> **Your task**: Would you write out all the records again, exactly?
___ Record extracts
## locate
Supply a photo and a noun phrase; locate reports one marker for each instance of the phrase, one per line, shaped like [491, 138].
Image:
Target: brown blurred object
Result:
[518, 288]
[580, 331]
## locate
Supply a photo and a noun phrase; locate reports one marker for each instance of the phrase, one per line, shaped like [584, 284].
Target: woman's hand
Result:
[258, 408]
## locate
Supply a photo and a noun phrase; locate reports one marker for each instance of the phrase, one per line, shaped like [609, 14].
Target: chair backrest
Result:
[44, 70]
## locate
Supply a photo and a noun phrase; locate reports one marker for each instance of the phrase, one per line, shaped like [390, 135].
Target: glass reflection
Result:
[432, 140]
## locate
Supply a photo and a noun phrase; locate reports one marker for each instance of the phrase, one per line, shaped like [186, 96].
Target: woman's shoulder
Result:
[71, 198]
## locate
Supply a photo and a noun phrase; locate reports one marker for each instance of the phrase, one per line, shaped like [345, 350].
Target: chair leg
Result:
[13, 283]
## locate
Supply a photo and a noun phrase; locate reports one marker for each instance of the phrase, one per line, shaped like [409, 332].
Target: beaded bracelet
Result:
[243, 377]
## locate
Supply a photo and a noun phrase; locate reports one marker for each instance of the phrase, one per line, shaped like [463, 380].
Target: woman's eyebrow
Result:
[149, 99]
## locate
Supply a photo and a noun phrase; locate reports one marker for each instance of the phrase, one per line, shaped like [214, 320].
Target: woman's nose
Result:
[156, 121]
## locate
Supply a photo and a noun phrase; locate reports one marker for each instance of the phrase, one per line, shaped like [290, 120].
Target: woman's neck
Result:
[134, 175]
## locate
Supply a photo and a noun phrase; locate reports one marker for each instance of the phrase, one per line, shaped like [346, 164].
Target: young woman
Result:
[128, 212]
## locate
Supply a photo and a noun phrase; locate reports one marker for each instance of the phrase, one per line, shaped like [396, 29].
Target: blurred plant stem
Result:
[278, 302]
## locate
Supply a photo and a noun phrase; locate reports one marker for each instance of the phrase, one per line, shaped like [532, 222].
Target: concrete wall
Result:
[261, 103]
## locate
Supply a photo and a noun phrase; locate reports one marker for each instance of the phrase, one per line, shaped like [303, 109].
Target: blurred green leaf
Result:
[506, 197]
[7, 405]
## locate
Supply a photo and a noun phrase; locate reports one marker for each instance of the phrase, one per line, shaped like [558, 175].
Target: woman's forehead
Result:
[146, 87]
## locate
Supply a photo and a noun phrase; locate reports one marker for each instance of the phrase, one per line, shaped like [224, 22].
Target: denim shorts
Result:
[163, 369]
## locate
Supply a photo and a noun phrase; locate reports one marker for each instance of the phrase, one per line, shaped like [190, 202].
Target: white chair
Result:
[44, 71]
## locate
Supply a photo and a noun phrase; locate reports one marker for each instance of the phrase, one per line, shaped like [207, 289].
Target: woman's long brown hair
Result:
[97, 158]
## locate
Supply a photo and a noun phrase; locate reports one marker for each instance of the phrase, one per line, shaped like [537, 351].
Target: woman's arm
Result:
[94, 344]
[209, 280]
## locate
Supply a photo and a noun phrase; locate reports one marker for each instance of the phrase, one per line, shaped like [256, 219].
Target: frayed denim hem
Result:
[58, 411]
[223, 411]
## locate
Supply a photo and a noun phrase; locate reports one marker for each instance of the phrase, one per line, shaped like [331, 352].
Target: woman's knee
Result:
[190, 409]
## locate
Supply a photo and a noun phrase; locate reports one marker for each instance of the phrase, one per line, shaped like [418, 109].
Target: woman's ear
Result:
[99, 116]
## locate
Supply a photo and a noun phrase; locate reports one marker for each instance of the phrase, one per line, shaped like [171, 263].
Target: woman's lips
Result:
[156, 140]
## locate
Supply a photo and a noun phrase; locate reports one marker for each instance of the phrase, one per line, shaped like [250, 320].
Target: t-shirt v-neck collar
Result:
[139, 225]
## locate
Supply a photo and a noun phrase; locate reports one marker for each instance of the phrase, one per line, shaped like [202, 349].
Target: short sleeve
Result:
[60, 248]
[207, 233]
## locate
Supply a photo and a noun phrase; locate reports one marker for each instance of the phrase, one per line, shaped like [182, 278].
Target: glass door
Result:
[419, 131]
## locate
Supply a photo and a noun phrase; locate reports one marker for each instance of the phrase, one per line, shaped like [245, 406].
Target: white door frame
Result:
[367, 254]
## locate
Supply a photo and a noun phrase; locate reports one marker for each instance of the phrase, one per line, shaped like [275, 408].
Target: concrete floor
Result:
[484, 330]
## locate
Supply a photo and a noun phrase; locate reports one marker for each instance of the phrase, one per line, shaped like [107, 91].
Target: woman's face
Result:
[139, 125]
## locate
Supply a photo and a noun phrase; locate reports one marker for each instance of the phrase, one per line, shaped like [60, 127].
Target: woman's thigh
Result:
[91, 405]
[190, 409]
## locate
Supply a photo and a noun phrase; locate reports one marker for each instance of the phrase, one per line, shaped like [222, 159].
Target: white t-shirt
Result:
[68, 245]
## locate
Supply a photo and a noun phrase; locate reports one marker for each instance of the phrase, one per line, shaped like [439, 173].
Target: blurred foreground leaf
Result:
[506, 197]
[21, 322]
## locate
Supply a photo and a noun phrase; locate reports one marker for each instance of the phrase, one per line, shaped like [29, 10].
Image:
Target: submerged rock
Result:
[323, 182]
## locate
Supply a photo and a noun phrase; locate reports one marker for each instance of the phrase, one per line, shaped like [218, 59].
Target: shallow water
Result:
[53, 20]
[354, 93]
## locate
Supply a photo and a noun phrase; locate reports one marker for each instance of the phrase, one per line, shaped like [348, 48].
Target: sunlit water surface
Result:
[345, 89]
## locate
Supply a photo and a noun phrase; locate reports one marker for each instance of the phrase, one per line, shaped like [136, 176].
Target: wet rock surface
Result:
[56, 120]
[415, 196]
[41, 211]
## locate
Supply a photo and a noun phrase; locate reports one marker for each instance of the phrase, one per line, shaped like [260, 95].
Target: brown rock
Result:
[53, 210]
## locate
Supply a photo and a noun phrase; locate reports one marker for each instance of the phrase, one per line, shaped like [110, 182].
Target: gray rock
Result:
______
> **Output below**:
## locate
Supply a photo and a noun phrase; locate reports one marker for each instance of the phrase, one per line, shaped like [491, 138].
Image:
Target: brown blurred object
Result:
[518, 288]
[580, 331]
## locate
Supply a photo and a noun phrase; locate reports one marker for each instance of the phrase, one per line, shaped like [584, 284].
Target: woman's hand
Result:
[258, 408]
## locate
Supply a photo and a noun phrase; locate reports one marker for each instance of the phrase, one per line, shaped like [609, 14].
Target: chair backrest
Result:
[44, 70]
## locate
Supply a photo and a noun phrase; locate reports one marker for each instance of the phrase, one per line, shaped like [390, 135].
Target: glass reflection
Result:
[432, 140]
## locate
Supply a photo and a noun phrase; locate reports one marker for each instance of the phrase, one per line, shaped like [186, 96].
Target: woman's shoulder
Result:
[71, 198]
## locate
Supply a photo and a noun phrase; locate reports one marker for each instance of the phrase, one per line, shaped like [345, 350].
Target: chair leg
Result:
[13, 283]
## locate
Supply a photo and a noun phrase; locate reports one marker for each instance of the phrase, one per line, shaped like [409, 332].
Target: beaded bracelet
Result:
[243, 377]
## locate
Supply a photo and a noun phrase; locate reports one marker for each instance of the phrase, one per line, shaped like [463, 380].
Target: woman's eyebrow
Result:
[149, 99]
## locate
Supply a photo and a noun phrase; locate reports one marker for each instance of the phrase, one per line, shaped like [214, 320].
Target: woman's nose
Result:
[156, 121]
## locate
Supply a photo and a noun phrase; locate reports one marker for each instance of the phrase, one per line, shaped like [290, 120].
Target: woman's neck
Result:
[134, 175]
## locate
Supply a photo and a noun phrase; locate reports one marker for each instance of the phrase, one per line, shaped like [346, 164].
Target: young woman
Result:
[128, 212]
## locate
Supply a photo and a noun phrase; locate reports one marker for each instance of the phrase, one per line, shaped like [396, 29].
Target: blurred plant stem
Result:
[278, 302]
## locate
Supply a photo and a noun phrase; locate reports one marker for each instance of the phrase, one per line, shaped like [532, 222].
Target: concrete wall
Result:
[261, 103]
## locate
Supply a photo and a noun phrase; locate reports one marker for each instance of the phrase, one per line, shaped like [303, 109].
Target: blurred green leaf
Result:
[506, 197]
[7, 405]
## locate
Supply a photo and a noun phrase; locate reports one marker for each instance of the phrase, one per line, shaped like [558, 175].
Target: woman's forehead
Result:
[146, 87]
## locate
Supply a photo and a noun phrase; locate reports one marker for each instance of the phrase, one per line, shaped like [224, 22].
Target: denim shorts
Result:
[163, 369]
## locate
Supply a photo and a noun phrase; locate reports one marker for each instance of the phrase, one per line, shaped like [190, 202].
Target: white chair
Result:
[44, 71]
## locate
Supply a photo and a noun phrase; locate reports one marker for each instance of the phrase, one per line, shaped like [207, 289].
Target: woman's long brown hair
Result:
[97, 158]
## locate
Supply a photo and a noun phrase; locate reports one marker for each instance of the phrase, one per line, shaped like [537, 351].
Target: woman's arm
Result:
[94, 344]
[209, 280]
## locate
Supply a photo and a noun phrase; locate reports one marker for each instance of the phrase, one per line, shaped like [256, 219].
Target: frayed denim hem
Result:
[58, 411]
[223, 411]
## locate
Supply a photo and a noun phrase; locate reports one marker for each instance of the phrase, one per line, shaped like [331, 352].
Target: woman's knee
Result:
[190, 409]
## locate
Supply a photo and a noun phrase; locate reports one marker for each instance of the phrase, one per line, shaped like [418, 109].
Target: woman's ear
Result:
[99, 116]
## locate
Supply a photo and a noun phrase; locate reports one marker for each instance of the phrase, one per line, shaped like [171, 263].
Target: woman's lips
Result:
[156, 140]
## locate
Supply a photo and a noun phrase; locate reports one marker for each instance of the phrase, one per line, shaped like [250, 320].
Target: t-shirt v-neck collar
Result:
[139, 225]
## locate
Supply a photo and a noun phrase; locate reports one marker for each instance of the phrase, one per line, shaped like [202, 349].
Target: short sleeve
Result:
[60, 248]
[207, 233]
## locate
Supply a photo and a noun phrase; locate reports one marker for each instance of the phrase, one per line, shaped like [182, 278].
Target: glass door
Result:
[419, 131]
## locate
Supply a photo and a noun phrase; locate reports one marker for each instance of the phrase, one per line, shaped like [245, 406].
Target: white door frame
Result:
[367, 254]
## locate
Supply a photo and a noun phrase; locate reports one marker for each instance of the phrase, one per line, shaped like [275, 408].
Target: concrete floor
Result:
[484, 330]
## locate
Supply a photo and a noun phrase; locate reports one marker for each instance of the phrase, one per line, shaped like [107, 91].
Target: woman's face
Result:
[139, 125]
## locate
Supply a photo and a noun phrase; locate reports one marker for each instance of the phrase, one per line, shaped like [60, 127].
Target: woman's thigh
Result:
[91, 405]
[190, 409]
## locate
Supply a photo and a noun phrase; locate reports one marker for each instance of the phrase, one per line, shaped like [222, 159].
Target: white t-shirt
Result:
[68, 245]
## locate
Supply a photo and a noun phrase; locate reports one marker for each instance of the phrase, one per line, shaped like [439, 173].
Target: blurred foreground leaf
Result:
[506, 197]
[21, 322]
## locate
Supply a photo and a noun phrase; locate reports one marker for each instance of the phrase, one per line, shaped like [29, 10].
Image:
Target: submerged rock
Result:
[323, 182]
## locate
Supply a photo and a noun phrase; locate reports one marker for each instance of the phrase, one per line, shaped like [218, 59].
Target: shallow water
Result:
[53, 20]
[354, 93]
## locate
Supply a photo and a noun phrase; locate reports one marker for each instance of the phrase, one per line, shaped like [348, 48].
Target: sunlit water surface
Result:
[345, 89]
## locate
Supply a photo and a noun phrase; locate reports one marker for each instance of the phrase, one per line, shaped like [136, 176].
Target: wet rock surface
Result:
[56, 120]
[415, 196]
[41, 211]
## locate
Supply a photo and a noun phrase; locate reports one marker for each instance of the phrase, one per line, shaped like [260, 95].
Target: brown rock
Result:
[53, 210]
## locate
Supply a photo and a noun phrase; locate reports one marker for each instance of the phrase, one per line, shaped like [110, 182].
Target: gray rock
Result:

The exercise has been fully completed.